Collected data
____

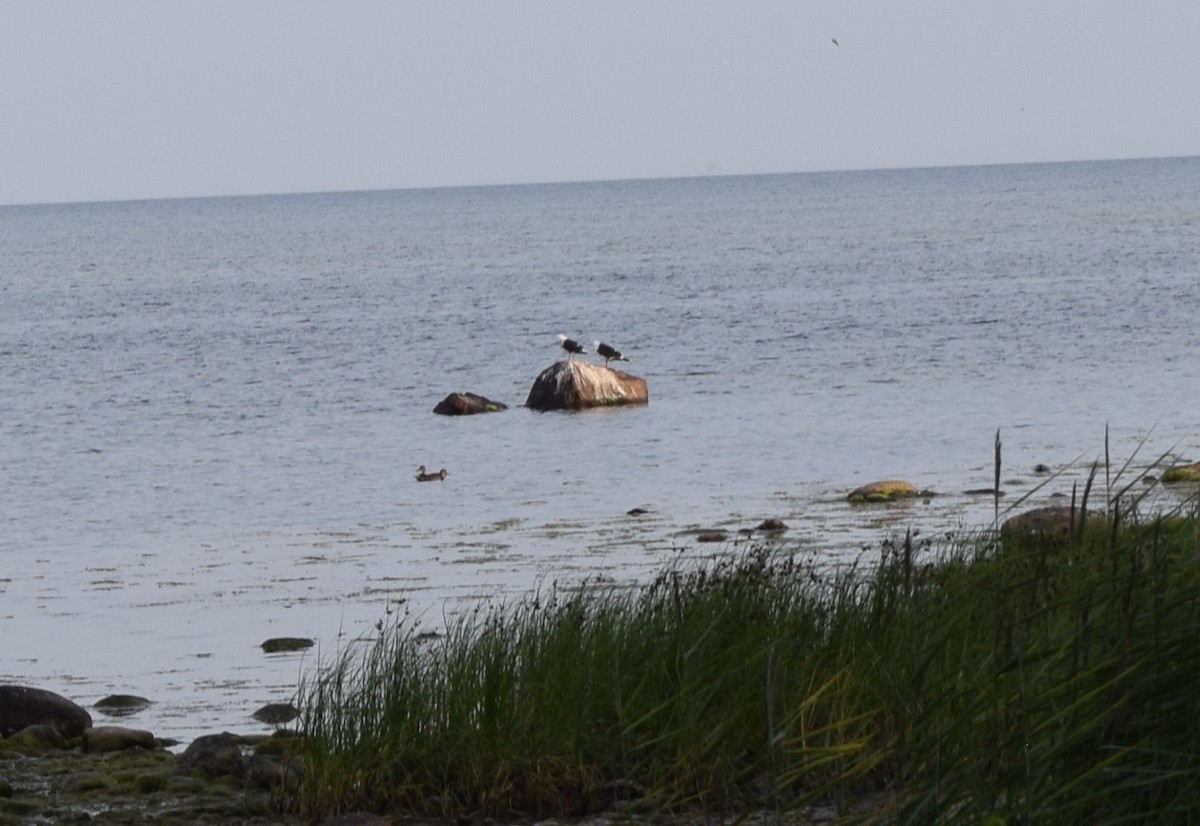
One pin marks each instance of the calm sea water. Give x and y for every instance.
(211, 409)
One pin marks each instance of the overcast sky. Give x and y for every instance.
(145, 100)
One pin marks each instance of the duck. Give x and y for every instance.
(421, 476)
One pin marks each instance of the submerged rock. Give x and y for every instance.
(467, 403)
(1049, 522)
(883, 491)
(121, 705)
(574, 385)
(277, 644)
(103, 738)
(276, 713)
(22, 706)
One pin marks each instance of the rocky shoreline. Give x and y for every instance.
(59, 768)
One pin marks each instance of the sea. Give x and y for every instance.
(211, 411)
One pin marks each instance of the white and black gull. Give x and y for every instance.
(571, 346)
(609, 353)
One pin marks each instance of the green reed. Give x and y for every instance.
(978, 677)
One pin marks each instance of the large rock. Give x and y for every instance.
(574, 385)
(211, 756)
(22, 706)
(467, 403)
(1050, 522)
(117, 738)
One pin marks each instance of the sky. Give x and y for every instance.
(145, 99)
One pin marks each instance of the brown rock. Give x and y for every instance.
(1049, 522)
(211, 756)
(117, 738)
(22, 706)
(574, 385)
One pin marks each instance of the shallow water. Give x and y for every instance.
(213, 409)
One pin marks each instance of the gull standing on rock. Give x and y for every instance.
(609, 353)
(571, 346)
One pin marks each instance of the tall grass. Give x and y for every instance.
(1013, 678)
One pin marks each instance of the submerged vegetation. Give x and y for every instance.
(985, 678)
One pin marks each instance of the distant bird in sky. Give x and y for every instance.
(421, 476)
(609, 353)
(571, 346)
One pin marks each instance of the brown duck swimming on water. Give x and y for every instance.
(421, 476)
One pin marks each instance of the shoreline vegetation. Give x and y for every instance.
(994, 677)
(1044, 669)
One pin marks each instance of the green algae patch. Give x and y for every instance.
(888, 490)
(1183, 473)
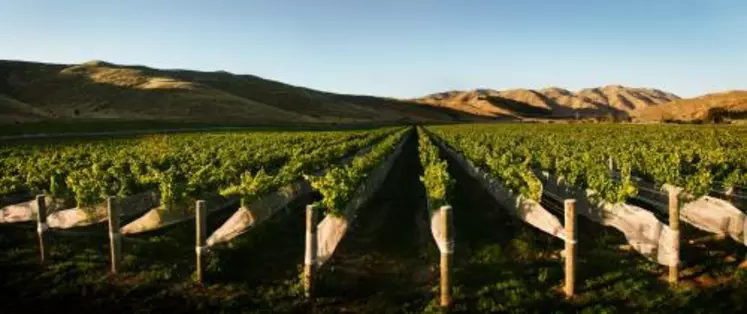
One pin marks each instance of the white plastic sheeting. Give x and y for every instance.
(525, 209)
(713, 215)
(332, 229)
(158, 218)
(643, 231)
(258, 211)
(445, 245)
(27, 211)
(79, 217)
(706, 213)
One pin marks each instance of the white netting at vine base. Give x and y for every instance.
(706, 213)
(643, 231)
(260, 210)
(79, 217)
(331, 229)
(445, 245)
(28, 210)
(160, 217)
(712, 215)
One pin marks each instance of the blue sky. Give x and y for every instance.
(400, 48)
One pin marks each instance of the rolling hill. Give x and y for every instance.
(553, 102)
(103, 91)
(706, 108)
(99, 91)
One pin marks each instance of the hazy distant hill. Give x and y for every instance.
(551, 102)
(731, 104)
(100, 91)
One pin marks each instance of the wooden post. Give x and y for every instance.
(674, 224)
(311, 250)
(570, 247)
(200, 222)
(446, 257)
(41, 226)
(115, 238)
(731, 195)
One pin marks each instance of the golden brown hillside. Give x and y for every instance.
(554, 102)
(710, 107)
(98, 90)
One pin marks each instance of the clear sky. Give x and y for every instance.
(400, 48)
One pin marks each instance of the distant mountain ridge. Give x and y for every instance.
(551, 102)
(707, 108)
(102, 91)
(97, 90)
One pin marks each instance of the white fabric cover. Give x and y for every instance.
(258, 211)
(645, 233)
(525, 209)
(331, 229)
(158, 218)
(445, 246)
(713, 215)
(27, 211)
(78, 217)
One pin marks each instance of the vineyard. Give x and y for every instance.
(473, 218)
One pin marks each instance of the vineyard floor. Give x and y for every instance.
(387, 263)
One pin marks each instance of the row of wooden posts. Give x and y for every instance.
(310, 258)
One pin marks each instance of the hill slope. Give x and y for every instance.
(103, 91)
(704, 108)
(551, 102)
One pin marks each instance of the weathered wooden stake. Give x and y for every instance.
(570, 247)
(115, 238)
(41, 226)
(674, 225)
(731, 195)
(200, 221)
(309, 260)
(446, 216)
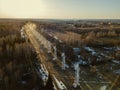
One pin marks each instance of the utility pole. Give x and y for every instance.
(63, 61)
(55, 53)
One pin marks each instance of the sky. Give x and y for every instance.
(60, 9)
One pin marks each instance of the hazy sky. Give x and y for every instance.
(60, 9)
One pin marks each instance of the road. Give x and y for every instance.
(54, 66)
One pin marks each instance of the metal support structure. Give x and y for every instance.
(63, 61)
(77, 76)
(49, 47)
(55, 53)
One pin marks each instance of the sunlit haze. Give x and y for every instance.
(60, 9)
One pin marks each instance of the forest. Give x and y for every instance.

____

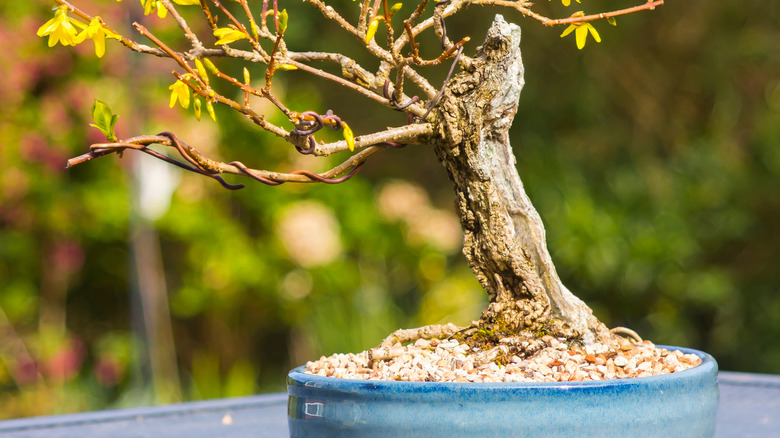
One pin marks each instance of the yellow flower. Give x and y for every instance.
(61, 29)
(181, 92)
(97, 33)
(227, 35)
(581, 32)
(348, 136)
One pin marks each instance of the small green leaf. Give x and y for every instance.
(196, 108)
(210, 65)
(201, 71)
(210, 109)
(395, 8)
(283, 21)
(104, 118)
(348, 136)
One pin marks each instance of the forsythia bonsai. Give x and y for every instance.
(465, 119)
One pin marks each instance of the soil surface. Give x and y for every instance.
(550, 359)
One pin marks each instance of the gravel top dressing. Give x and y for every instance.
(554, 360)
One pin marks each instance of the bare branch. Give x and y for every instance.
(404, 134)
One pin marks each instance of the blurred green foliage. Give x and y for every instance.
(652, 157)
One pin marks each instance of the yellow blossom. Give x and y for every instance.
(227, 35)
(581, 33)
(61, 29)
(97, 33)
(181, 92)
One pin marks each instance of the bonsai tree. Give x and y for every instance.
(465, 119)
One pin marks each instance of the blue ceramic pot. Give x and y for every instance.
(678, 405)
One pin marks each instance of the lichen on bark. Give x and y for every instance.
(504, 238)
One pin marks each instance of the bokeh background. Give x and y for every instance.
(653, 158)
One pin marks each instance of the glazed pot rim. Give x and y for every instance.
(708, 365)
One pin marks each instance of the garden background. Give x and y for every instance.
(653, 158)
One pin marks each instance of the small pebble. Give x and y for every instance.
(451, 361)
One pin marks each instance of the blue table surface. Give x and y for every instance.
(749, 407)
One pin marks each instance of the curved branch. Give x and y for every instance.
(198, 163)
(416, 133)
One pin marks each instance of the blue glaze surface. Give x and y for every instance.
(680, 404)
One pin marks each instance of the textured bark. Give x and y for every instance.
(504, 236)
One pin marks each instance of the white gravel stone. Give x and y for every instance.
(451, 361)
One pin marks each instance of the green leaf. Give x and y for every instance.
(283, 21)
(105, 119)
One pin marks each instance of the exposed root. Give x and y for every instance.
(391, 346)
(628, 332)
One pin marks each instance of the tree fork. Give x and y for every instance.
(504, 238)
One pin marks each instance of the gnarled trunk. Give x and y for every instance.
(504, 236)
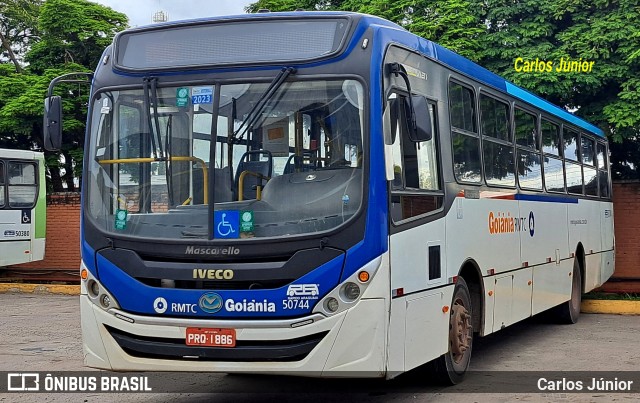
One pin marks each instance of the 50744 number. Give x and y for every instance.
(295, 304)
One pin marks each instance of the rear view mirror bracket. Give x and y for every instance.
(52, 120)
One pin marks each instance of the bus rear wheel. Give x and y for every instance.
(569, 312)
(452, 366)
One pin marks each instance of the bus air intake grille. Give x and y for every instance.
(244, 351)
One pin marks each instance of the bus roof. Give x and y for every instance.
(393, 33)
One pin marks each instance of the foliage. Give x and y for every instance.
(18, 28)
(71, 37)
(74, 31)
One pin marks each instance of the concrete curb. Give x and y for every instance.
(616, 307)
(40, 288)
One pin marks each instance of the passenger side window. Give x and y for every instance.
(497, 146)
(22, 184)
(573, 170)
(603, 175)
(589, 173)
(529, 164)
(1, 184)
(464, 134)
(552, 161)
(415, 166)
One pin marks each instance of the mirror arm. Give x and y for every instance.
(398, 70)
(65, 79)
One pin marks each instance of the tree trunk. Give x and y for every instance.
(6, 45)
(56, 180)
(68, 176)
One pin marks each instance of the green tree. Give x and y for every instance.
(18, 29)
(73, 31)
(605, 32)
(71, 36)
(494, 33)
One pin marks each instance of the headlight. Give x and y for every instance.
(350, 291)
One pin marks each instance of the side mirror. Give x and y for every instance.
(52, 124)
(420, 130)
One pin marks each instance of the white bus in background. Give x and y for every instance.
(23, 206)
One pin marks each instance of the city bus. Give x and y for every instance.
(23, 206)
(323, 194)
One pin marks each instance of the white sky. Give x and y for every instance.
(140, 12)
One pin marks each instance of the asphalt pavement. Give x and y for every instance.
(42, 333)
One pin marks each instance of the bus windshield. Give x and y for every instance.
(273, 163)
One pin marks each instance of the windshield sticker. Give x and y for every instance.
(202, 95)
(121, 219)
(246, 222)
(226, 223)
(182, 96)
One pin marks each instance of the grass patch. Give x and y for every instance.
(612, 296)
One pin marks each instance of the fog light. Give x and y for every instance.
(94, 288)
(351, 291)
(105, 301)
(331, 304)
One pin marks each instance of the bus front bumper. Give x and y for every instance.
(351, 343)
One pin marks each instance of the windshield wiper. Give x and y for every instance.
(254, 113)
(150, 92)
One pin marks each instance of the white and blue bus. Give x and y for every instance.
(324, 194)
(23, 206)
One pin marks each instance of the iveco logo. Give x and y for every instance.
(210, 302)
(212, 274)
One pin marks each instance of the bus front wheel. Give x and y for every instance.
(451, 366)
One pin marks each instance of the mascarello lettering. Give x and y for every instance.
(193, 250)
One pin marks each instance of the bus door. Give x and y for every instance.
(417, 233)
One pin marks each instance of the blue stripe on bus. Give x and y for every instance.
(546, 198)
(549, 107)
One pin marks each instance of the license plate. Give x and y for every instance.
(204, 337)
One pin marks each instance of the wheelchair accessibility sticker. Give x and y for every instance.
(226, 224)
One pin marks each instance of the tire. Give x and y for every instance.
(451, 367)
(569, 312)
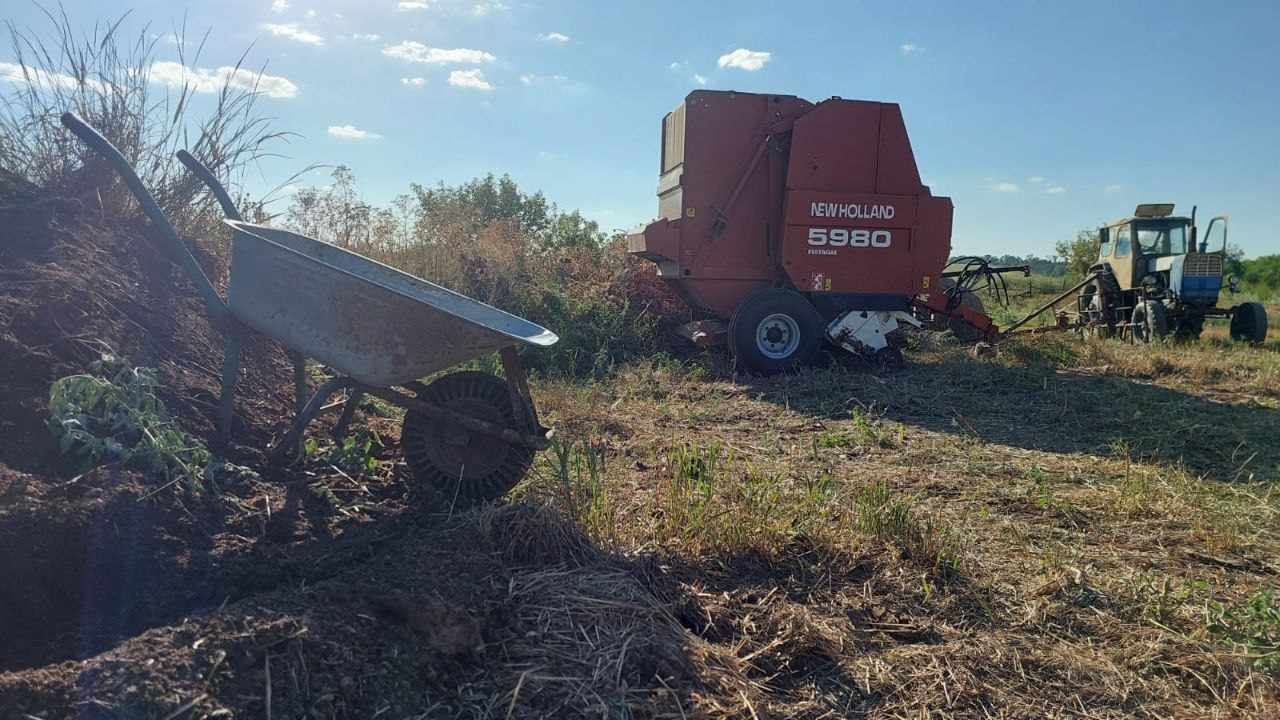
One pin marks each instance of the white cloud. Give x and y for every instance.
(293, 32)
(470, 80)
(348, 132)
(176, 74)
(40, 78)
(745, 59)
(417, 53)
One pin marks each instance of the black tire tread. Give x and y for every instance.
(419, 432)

____

Task instructions
Which rows above contain the word "vineyard"? Copy each one in full.

Answer to this exercise
One pin marks each instance of the vineyard. Give x and y for every instance.
One pin marks each instance of the vineyard floor. Give x and y for every instance.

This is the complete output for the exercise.